• [EXERCISE] Please give the whole listing again word for word, and drop any pictures it holds.
(THE DATA)
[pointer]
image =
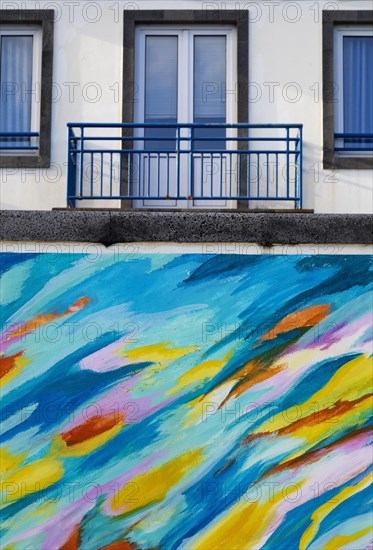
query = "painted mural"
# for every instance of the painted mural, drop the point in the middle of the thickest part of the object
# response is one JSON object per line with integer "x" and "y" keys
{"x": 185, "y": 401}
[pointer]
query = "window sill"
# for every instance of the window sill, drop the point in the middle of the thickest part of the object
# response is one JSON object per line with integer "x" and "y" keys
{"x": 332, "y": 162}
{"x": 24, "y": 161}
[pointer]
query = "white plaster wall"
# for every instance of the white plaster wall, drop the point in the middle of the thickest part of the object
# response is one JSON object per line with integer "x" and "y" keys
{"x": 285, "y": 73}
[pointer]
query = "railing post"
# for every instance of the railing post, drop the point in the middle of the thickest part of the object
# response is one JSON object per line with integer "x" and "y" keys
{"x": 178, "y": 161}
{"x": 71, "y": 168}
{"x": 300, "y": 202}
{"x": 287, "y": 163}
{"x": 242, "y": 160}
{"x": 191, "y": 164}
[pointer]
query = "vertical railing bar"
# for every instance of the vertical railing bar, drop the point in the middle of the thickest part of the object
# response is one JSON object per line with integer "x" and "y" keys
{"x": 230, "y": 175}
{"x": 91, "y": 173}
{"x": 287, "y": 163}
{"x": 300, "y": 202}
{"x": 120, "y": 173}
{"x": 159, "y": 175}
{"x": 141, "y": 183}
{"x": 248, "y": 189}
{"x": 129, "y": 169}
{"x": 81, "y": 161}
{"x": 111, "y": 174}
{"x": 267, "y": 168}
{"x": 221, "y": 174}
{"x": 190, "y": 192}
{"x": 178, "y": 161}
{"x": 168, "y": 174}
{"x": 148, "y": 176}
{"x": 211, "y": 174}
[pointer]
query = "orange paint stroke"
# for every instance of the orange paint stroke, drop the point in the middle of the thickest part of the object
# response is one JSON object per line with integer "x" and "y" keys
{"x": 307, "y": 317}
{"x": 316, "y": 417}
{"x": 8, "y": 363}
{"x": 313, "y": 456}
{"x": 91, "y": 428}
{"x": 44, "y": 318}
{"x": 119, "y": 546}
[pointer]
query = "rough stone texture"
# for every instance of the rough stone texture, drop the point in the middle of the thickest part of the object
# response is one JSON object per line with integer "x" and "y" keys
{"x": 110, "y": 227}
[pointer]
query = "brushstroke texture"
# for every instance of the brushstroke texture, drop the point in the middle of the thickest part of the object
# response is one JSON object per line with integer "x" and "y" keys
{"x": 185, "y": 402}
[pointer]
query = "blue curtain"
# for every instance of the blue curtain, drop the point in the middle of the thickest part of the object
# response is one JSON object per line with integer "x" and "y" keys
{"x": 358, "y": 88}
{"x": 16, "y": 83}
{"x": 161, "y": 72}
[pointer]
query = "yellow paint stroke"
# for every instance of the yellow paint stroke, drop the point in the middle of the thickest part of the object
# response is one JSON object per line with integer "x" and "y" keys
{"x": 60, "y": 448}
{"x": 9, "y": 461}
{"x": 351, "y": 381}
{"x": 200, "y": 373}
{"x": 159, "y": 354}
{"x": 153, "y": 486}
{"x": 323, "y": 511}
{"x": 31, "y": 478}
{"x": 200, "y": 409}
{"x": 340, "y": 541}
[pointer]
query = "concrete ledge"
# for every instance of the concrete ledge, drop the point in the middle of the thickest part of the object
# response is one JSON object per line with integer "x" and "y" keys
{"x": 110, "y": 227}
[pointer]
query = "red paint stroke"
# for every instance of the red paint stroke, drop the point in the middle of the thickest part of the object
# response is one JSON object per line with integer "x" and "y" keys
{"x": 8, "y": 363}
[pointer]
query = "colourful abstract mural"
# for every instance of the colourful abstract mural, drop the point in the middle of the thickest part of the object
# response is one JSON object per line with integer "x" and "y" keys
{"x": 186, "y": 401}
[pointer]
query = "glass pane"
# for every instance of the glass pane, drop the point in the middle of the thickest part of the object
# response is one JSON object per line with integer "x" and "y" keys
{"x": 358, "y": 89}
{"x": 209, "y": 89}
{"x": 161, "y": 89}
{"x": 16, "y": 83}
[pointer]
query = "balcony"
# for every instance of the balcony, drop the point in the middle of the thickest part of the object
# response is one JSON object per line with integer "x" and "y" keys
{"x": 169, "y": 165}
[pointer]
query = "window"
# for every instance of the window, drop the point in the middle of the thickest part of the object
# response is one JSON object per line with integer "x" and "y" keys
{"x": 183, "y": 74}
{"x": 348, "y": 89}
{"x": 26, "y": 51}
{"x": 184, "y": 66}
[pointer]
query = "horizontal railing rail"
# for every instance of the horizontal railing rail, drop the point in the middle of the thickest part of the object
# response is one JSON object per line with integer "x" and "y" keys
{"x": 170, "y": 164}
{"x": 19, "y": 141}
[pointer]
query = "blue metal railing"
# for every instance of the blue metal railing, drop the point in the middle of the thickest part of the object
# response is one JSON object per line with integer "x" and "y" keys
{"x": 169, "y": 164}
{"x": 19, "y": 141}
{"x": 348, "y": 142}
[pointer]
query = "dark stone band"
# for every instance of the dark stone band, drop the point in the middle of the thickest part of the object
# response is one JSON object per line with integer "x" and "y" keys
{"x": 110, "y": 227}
(End THE DATA)
• [ANSWER FOR THIS EXERCISE]
[pointer]
image =
query = "painted mural"
# for every instance of the painted mural, drop the point in the middle of the thickest part of the object
# response is one JSON object per line with integer "x" and "y" keys
{"x": 185, "y": 401}
[pointer]
query = "window sill"
# for every instance of the window sill, drop the point in the middle of the thickest part of the object
# response is one JSON object per line with integer "x" and "y" keys
{"x": 332, "y": 162}
{"x": 24, "y": 161}
[pointer]
query = "white plaster wall"
# for every instance of the white plaster wall, drop the point in the middle of the thickest part of the object
# response is one JSON object per line with integer "x" and "y" keys
{"x": 285, "y": 73}
[pointer]
query = "railing post"
# for every instance of the railing post, drop the point in the middle of the thickest part of the object
# response is one JSON object per line with integer "x" and "y" keys
{"x": 178, "y": 161}
{"x": 71, "y": 168}
{"x": 300, "y": 202}
{"x": 287, "y": 163}
{"x": 242, "y": 160}
{"x": 191, "y": 164}
[pointer]
query = "vertical railing bar"
# for every instance of the vertical railing bar, drop the point in the middle of the thickest part of the object
# response is one JSON object per line with integer "x" and "y" keys
{"x": 230, "y": 175}
{"x": 91, "y": 173}
{"x": 287, "y": 163}
{"x": 300, "y": 202}
{"x": 120, "y": 173}
{"x": 159, "y": 175}
{"x": 141, "y": 183}
{"x": 248, "y": 189}
{"x": 129, "y": 169}
{"x": 81, "y": 161}
{"x": 111, "y": 174}
{"x": 267, "y": 168}
{"x": 221, "y": 174}
{"x": 190, "y": 192}
{"x": 178, "y": 161}
{"x": 168, "y": 174}
{"x": 148, "y": 176}
{"x": 211, "y": 174}
[pointer]
query = "orange paint stroke"
# for every instance of the orange paint stroke, drop the point in the middle of the thickest part of the object
# response is one JSON object per line with integer "x" and "y" keys
{"x": 307, "y": 317}
{"x": 316, "y": 417}
{"x": 8, "y": 363}
{"x": 313, "y": 456}
{"x": 91, "y": 428}
{"x": 44, "y": 318}
{"x": 119, "y": 546}
[pointer]
query = "rough stone texture"
# for every instance of the rough stone texture, drop the point in the middle of the thickest part of the object
# response is one JSON object per line with integer "x" and "y" keys
{"x": 110, "y": 227}
[pointer]
query = "brushstroke texture"
# for every instance of the brushstroke texture, drop the point in the middle of the thickest part of the object
# response is one JSON object per line with integer "x" and "y" keys
{"x": 185, "y": 402}
[pointer]
query = "blue curtain"
# for every instance of the blue curtain, drop the point in the middle of the thickest part of the object
# response is one JSON object per line with integer "x" and "y" keys
{"x": 358, "y": 88}
{"x": 16, "y": 83}
{"x": 161, "y": 72}
[pointer]
query = "yellow paint stroke"
# for every instance of the yellow paint stroke, drop the point in the middle of the thickest part of the object
# response is one JSON object per line with integer "x" and "y" keys
{"x": 60, "y": 448}
{"x": 9, "y": 461}
{"x": 351, "y": 381}
{"x": 200, "y": 373}
{"x": 159, "y": 354}
{"x": 153, "y": 486}
{"x": 323, "y": 511}
{"x": 31, "y": 478}
{"x": 200, "y": 409}
{"x": 340, "y": 541}
[pointer]
query = "concrete ledge"
# for every instance of the concrete ledge, drop the point in the middle of the thickest part of the object
# response is one JSON object per line with integer "x" and "y" keys
{"x": 110, "y": 227}
[pointer]
query = "red paint stroke"
# for every instance of the red paint stroke, drop the point in the middle of the thickest part of the object
# response is one JSON object per line with integer "x" and "y" keys
{"x": 8, "y": 363}
[pointer]
query = "colourful abstract mural"
# for every instance of the colourful abstract mural, drop the point in the middle of the thickest part of the object
# response is one JSON object per line with integer "x" and "y" keys
{"x": 186, "y": 401}
[pointer]
query = "glass pane"
# for every instance of the glass pane, drop the point in the middle of the thickest part of the object
# response is one JSON object per line with integer "x" and "y" keys
{"x": 358, "y": 89}
{"x": 209, "y": 89}
{"x": 161, "y": 89}
{"x": 16, "y": 83}
[pointer]
query = "balcony"
# for every instance of the balcony, drop the point in the middle of the thickest part of the object
# response is one JSON object per line with integer "x" and "y" keys
{"x": 169, "y": 165}
[pointer]
query = "window"
# for every instance of the window, drop the point in the middle of the thickest part of the object
# response is one JSON object per line with integer "x" and "y" keys
{"x": 183, "y": 74}
{"x": 348, "y": 89}
{"x": 26, "y": 51}
{"x": 184, "y": 66}
[pointer]
query = "horizontal railing rail"
# for every instance of the horizontal railing rail, drop the point in the middle of the thickest part of the object
# response is one JSON object per line with integer "x" and "y" keys
{"x": 170, "y": 164}
{"x": 19, "y": 141}
[pointer]
query = "blue metal railing"
# for every instance of the blue metal railing, drop the point in the middle of the thickest part of the object
# response is one JSON object per line with integer "x" and "y" keys
{"x": 169, "y": 164}
{"x": 19, "y": 141}
{"x": 348, "y": 142}
[pointer]
query = "dark stone band"
# for every instance of the dark stone band, drop the point in the middle of the thickest part of the object
# response is one JSON object per line with integer "x" and "y" keys
{"x": 110, "y": 227}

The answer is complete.